WORK TO COMPLETE:
Pictures stay out of your copy, but everything else in the records below must be repeated exactly.

══ MATERIAL FOR THIS TASK

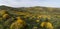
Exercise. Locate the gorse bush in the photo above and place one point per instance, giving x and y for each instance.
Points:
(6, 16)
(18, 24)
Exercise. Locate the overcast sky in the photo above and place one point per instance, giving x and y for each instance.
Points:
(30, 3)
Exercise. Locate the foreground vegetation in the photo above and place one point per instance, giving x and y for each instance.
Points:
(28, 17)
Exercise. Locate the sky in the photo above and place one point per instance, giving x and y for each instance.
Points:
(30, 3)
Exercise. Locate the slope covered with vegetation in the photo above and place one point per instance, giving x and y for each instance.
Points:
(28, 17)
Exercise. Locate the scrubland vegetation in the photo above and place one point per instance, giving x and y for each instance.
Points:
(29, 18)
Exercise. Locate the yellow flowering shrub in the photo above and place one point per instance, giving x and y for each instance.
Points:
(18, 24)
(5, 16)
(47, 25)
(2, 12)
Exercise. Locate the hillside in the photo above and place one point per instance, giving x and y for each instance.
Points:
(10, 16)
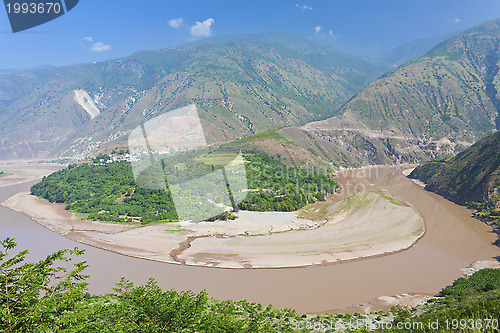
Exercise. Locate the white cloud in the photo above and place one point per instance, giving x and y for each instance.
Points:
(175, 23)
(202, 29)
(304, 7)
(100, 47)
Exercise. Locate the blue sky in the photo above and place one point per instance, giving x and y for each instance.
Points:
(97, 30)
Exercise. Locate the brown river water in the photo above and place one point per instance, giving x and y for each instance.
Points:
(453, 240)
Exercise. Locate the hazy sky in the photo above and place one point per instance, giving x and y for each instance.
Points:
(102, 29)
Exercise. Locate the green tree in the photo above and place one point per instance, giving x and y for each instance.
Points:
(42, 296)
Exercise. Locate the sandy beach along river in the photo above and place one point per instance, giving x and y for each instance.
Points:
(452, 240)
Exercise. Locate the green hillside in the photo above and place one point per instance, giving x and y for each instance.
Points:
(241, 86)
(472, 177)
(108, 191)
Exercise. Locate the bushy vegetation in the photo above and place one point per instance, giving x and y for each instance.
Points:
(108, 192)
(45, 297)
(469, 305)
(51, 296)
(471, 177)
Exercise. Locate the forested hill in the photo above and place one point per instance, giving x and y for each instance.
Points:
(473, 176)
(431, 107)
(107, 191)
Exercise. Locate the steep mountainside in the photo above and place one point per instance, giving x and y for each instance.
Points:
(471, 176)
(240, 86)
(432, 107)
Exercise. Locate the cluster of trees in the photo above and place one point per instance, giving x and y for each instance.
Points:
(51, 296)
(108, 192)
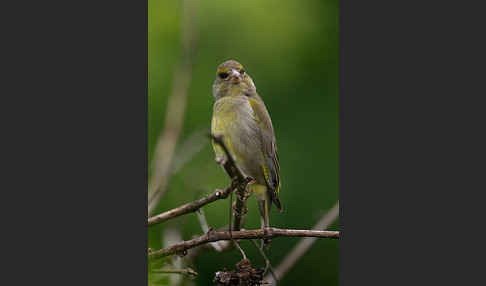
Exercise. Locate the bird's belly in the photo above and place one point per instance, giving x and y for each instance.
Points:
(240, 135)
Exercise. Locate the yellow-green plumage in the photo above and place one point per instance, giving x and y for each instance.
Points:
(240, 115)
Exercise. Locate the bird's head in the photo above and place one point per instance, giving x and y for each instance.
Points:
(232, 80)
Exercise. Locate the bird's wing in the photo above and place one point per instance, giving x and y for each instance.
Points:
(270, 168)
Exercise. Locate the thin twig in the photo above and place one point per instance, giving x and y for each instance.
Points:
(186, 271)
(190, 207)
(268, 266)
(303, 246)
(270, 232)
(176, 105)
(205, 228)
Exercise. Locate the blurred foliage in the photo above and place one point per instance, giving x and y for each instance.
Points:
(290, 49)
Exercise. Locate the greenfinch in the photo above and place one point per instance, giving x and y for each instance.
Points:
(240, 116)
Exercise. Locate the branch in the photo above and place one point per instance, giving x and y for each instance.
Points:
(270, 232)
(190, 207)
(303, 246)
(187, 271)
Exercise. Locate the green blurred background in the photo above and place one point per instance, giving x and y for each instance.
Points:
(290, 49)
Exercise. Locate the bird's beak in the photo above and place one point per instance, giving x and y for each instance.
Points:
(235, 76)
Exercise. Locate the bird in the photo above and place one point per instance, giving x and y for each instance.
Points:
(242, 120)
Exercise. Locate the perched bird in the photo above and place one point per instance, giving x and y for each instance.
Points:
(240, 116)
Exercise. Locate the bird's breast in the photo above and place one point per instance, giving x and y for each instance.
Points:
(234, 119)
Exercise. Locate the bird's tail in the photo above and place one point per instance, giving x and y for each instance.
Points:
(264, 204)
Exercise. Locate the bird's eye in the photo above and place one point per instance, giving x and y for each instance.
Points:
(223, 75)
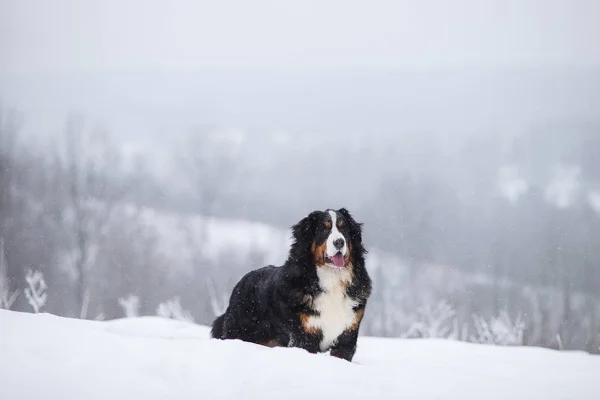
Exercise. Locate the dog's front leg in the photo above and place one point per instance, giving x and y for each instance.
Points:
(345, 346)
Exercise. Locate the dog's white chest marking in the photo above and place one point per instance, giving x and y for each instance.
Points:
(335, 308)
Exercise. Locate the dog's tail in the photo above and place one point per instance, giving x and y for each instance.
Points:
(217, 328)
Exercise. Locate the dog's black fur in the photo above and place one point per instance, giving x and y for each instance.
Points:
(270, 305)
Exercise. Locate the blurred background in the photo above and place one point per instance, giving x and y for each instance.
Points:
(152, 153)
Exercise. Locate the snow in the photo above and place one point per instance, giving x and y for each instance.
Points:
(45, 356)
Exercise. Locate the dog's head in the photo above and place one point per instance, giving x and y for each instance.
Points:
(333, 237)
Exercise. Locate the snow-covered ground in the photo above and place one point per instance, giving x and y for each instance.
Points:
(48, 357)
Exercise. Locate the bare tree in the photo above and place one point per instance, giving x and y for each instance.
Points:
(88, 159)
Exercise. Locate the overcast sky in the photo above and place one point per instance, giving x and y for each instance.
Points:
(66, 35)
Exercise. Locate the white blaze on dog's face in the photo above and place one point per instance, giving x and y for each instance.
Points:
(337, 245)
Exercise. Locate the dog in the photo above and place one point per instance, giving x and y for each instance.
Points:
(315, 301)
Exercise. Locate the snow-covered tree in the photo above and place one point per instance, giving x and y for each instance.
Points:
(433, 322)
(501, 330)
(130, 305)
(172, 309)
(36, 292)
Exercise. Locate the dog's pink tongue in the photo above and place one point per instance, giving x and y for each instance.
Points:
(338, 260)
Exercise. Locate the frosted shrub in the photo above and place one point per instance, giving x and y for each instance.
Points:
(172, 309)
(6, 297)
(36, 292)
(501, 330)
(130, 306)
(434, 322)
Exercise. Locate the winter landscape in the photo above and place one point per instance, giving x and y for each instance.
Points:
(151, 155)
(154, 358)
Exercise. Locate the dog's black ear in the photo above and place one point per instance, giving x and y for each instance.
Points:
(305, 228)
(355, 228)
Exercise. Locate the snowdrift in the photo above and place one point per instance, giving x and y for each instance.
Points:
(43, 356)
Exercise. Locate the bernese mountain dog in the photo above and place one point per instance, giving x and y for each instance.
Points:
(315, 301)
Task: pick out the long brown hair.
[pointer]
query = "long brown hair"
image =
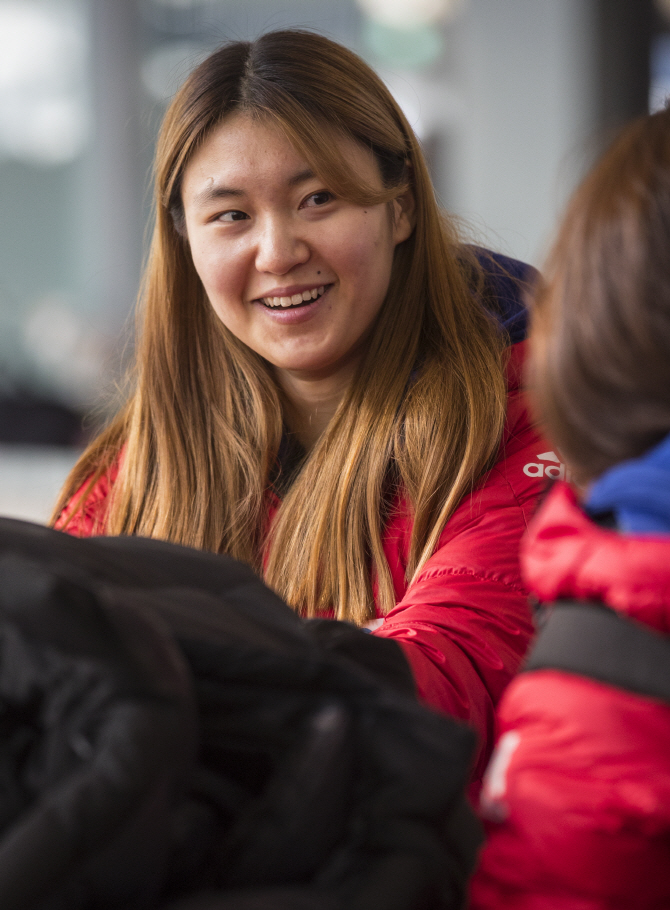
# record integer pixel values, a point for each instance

════

THE RESPONSE:
Exercise. Locate the gorse bush in the photo above and place one point per instance, giving x and y for each instance.
Points:
(6, 16)
(18, 24)
Exercise. Locate the overcast sky in the photo above and place one point per instance, giving x and y for each instance.
Points:
(30, 3)
Exercise. Locate the foreground vegetation in the photo above and place one point per instance, giving x and y for each instance.
Points:
(28, 17)
Exercise. Locate the sky in the photo above and place one point per instance, giving x and y for each instance.
Points:
(30, 3)
Exercise. Locate the slope covered with vegetation in the photo above and place one point per instance, giving x and y for each instance.
Points:
(28, 17)
Exercise. Locate the scrubland vegetation in the photo above and place one point per instance, giving x and y for each instance.
Points:
(29, 18)
Exercise. Locate the yellow flowering shrub in the photo above and place one point per instance, giving x and y for each instance.
Points:
(18, 24)
(5, 16)
(47, 25)
(2, 12)
Exercise. Locate the hillside in the photo above and place one point per instance, giving x and y for each instance.
Points:
(10, 16)
Exercise. Locate the white cloud in the photo above and place one point per instance, giving x and y for each instance.
Points:
(175, 23)
(202, 29)
(304, 7)
(100, 47)
Exercise. Locate the blue sky in the photo above and place one point per instance, giving x and y for each instance.
Points:
(97, 30)
Exercise. Locate the brown river water in the photo above and place one point per instance, giving x and y for each instance.
Points:
(453, 240)
Exercise. Locate the hazy sky in the photo above and place one point per instance, giving x and y for each instance.
Points:
(102, 29)
Exercise. Locate the green tree in the photo above and place one point per instance, giving x and y for each instance.
Points:
(42, 296)
Exercise. Locate the sandy beach along river in the photo above and place one point per instance, giving x and y for each instance.
Points:
(452, 240)
Exercise. Locate the green hillside in the photo above and place one point per instance, giving x and y for each instance.
Points:
(241, 86)
(472, 177)
(108, 191)
Exercise. Locate the bushy vegetation in the photo above and place one point per instance, giving x and y for each instance.
Points:
(108, 192)
(45, 297)
(469, 305)
(51, 296)
(471, 177)
Exercise. Locate the forested hill in the photo above and place one point per instance, giving x and y for each instance.
Points:
(473, 176)
(431, 107)
(107, 191)
Exercise. Locate the steep mountainside in the photo above and place one point per instance, giving x and y for each instance.
Points:
(471, 176)
(240, 86)
(432, 107)
Exercise. Locate the cluster of trees in the photo above and place one point per instance, giving x and y for each instance.
Points:
(51, 296)
(108, 192)
Exercise. Locate the bird's belly in the photo above and place one point per instance, giving x and y for each instance.
Points:
(240, 135)
Exercise. Locate the yellow-green plumage in the photo above and place one point per instance, giving x and y for each instance.
Points:
(240, 115)
Exercise. Locate the bird's head in the photo above and place one point per instance, giving x and y for each instance.
Points:
(232, 80)
Exercise. Locate the bird's wing in the photo above and place one point per instance, giving x and y for each instance.
Points:
(270, 168)
Exercise. Locate the thin twig in the photo above and place one point per instance, giving x and y for each instance.
Points:
(186, 271)
(190, 207)
(268, 266)
(303, 246)
(270, 232)
(176, 105)
(205, 228)
Exercise. Locate the blurred foliage in the photo above and place one point per instance, giving x and y for each instance.
Points:
(290, 49)
Exercise. Locate the greenfinch in the photo above and place one point per instance, giving x and y for each instance.
Points:
(240, 116)
Exercise. Locate the branch in the photo above and place one point per instance, giving x and y for each instance.
Points:
(270, 232)
(190, 207)
(303, 246)
(187, 271)
Exercise. Locate the green blurred background in the photo above and place one point per instance, giving x and y for each instance.
Points:
(290, 49)
Exercise. Locate the bird's beak in the photo above and place one point per instance, giving x and y for each instance.
Points:
(235, 76)
Exercise. Locate the bird in the photo above and place one point per instance, giving x and y for each instance.
Points:
(242, 120)
Exercise. Locate the perched bird in the photo above and place one point per instance, giving x and y for each instance.
Points:
(240, 116)
Exercise. Locate the bird's breast in the photo above and place one point per instance, giving x and y for each instance.
Points:
(234, 119)
Exercise. Locate the bird's tail in the photo above and place one point per instance, giving x and y for each instance.
Points:
(264, 204)
Exercise. Locate the bird's eye in the photo above and place one point per instance, giving x and y for each instance.
Points:
(223, 75)
Exercise. Locate the dog's front leg in the photo above and place one point per instance, giving x and y for each instance.
Points:
(345, 346)
Exercise. Locate the dog's white chest marking in the photo above and place one point per instance, giving x and y for each instance.
Points:
(335, 308)
Exercise. Locate the dog's tail in the photo above and place one point per instance, giving x and y for each instance.
Points:
(217, 328)
Exercise. Locate the dog's black fur in the photo above and place one point per instance, giving x and y for each instance.
Points:
(270, 305)
Exercise. Locate the blurred background in the photo above and place one point per instance, giving x and y for each instance.
Points:
(152, 153)
Exercise. Locate the snow in the photo above and place one point per instance, giving x and y for each instance.
Points:
(45, 356)
Exercise. Locate the dog's head in the photo above and place one point per instance, giving x and y for each instance.
Points:
(333, 237)
Exercise. Locate the snow-covered ground in the photo above and place one point per instance, giving x and y for each instance.
Points:
(48, 357)
Exercise. Locate the bare tree in the photo above and place one point per instance, giving x and y for each instance.
Points:
(88, 159)
Exercise. Locate the overcast sky in the photo above and place one point per instance, giving x and y for each instance.
Points:
(66, 35)
Exercise. Locate the white blaze on dog's face in the photo above and place one point per instance, giving x and y for each instance.
Points:
(337, 245)
Exercise. Locate the dog in the photo above and place one point per instance, giving x and y for each instance.
Points:
(315, 301)
Exercise. Locate the snow-covered tree in the photo above and place one point per instance, giving x and y for each instance.
Points:
(433, 322)
(501, 330)
(130, 305)
(172, 309)
(36, 292)
Exercise. Locate the dog's pink tongue in the photo above and place one point per instance, giving x and y for each instance.
Points:
(338, 260)
Exercise. Locate the frosted shrub in the photo above and place one point per instance, giving x and y for each instance.
Points:
(172, 309)
(6, 297)
(36, 292)
(501, 330)
(130, 306)
(434, 322)
Exercise. Locate the winter landscape in the photo above and place one point per instance, giving x and y for each instance.
Points:
(151, 155)
(154, 358)
Exercise. Locate the dog's black ear in the photo above and place one point per instance, giving x and y for each instance.
Points:
(305, 228)
(355, 228)
Exercise. Locate the snowdrift in the photo above and place one point per instance, giving x and y for each instance.
Points:
(43, 356)
Exercise. Locate the bernese mountain dog in the photo above and place one point per instance, giving x and y for each instance.
Points:
(315, 301)
Task: pick out the long brown hair.
[pointer]
query = "long brown hair"
image =
# record integer pixel values, a point for each instance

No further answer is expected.